Ce choix de méthodologie permet de suivre l’évolution d’un segment clé du marché, représentatif de l’expérience vécue par une large proportion d’acheteurs québécois et de mettre en lumière les changements structurels qui affectent l’accès à la propriété.
Des résultats sans équivoque : l’accession à la propriété est en chute libre
Les conclusions de l’étude sont claires : au Québec, le pouvoir d’achat immobilier s’est nettement détérioré au cours des dix dernières années, et ce, dans toutes les régions.
Ce qui, autrefois, représentait une étape accessible dans le parcours résidentiel est désormais hors de portée pour un nombre croissant de ménages, même ceux ayant une situation financière relativement stable. L’accès à la propriété n’est plus un simple défi budgétaire, il reflète un déséquilibre de plus en plus marqué entre trois piliers essentiels : le prix des maisons, la capacité d’épargne des ménages et les conditions d’emprunt offertes par les institutions financières.

◆ ◆ ◆

Ce que vous ferez:
• A. Quel est le passage de l'extrait sur l'accès à la propriété qui va de « Ce choix de » jusqu'à « toutes les régions. » ? Renvoyez-le mot pour mot.
• B. Ces affirmations concordent-elles avec l'extrait sur l'accès à la propriété ? (i) Le pouvoir d'achat immobilier au Québec ne s'est détérioré que dans certaines régions. (ii) Même des ménages dont la situation financière est relativement stable voient la propriété devenir hors de portée. (iii) Le prix des maisons figure parmi les trois piliers mentionnés. Pour chacune, répondez par oui ou par non et citez les mots décisifs de l'extrait.
Les entrées constituent un matériau distinct de l'extrait sur l'accès à la propriété.

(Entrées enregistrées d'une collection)
◆ ◆ ◆

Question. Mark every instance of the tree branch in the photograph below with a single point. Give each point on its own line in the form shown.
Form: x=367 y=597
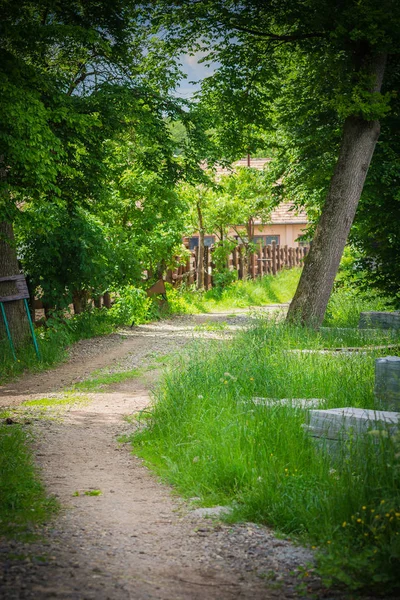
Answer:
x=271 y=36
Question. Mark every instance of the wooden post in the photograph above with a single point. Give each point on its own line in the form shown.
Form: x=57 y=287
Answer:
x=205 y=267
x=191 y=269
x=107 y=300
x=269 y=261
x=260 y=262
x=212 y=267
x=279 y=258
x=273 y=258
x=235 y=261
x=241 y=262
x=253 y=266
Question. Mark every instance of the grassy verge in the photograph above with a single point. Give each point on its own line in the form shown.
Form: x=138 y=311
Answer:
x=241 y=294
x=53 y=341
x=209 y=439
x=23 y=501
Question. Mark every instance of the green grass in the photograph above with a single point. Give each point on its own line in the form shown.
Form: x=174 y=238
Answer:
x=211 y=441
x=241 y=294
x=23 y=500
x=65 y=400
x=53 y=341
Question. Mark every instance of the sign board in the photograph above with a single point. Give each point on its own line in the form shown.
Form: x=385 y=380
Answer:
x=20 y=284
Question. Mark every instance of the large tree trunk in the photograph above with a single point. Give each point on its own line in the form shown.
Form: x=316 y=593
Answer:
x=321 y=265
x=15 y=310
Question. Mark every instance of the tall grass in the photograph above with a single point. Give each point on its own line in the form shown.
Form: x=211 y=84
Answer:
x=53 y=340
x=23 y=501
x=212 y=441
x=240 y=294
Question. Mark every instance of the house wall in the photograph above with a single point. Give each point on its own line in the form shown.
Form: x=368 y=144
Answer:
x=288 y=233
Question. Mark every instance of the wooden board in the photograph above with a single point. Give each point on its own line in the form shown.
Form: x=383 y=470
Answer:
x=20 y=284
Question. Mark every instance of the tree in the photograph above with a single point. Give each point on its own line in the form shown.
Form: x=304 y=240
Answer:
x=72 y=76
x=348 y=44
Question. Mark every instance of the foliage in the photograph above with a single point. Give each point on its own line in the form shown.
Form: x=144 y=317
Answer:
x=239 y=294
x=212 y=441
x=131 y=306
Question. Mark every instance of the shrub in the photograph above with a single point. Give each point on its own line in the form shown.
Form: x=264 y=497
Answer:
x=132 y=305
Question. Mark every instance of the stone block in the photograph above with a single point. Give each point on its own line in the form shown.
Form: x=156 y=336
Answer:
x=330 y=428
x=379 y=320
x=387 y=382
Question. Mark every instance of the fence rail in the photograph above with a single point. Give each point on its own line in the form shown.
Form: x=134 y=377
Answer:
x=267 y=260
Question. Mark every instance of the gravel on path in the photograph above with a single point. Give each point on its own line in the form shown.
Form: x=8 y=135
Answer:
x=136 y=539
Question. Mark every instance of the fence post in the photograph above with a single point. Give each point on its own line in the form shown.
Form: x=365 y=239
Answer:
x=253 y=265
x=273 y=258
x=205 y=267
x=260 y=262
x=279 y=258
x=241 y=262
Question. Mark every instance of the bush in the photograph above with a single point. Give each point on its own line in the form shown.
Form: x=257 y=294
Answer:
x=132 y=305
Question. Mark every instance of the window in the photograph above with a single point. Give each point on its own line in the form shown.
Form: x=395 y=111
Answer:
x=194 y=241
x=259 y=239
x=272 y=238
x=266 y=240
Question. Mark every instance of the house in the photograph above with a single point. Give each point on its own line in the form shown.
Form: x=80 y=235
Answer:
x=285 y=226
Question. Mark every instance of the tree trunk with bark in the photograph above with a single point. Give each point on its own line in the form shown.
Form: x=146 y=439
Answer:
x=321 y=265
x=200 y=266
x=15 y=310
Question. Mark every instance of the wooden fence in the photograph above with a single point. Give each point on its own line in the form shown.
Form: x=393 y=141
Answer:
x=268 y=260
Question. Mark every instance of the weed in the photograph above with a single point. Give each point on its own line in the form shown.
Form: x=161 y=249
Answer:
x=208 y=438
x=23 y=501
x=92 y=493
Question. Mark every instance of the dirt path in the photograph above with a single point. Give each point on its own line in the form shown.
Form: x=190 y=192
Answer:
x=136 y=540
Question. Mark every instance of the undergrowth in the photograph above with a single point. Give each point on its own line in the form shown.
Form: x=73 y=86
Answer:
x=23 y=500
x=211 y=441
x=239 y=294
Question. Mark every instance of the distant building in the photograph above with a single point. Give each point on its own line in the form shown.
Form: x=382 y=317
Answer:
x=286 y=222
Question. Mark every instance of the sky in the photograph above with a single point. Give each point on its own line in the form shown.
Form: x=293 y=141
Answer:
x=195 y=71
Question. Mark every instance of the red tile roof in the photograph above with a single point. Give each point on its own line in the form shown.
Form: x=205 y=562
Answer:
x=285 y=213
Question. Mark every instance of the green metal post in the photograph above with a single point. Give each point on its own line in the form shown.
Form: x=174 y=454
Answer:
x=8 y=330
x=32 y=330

◆ ◆ ◆

Réponses aux tâches:
• A.
Ce choix de méthodologie permet de suivre l’évolution d’un segment clé du marché, représentatif de l’expérience vécue par une large proportion d’acheteurs québécois et de mettre en lumière les changements structurels qui affectent l’accès à la propriété.
Des résultats sans équivoque : l’accession à la propriété est en chute libre
Les conclusions de l’étude sont claires : au Québec, le pouvoir d’achat immobilier s’est nettement détérioré au cours des dix dernières années, et ce, dans toutes les régions.

• B.
(i) Non : « et ce, dans toutes les régions ».
(ii) Oui : « même ceux ayant une situation financière relativement stable ».
(iii) Oui : « trois piliers essentiels : le prix des maisons ».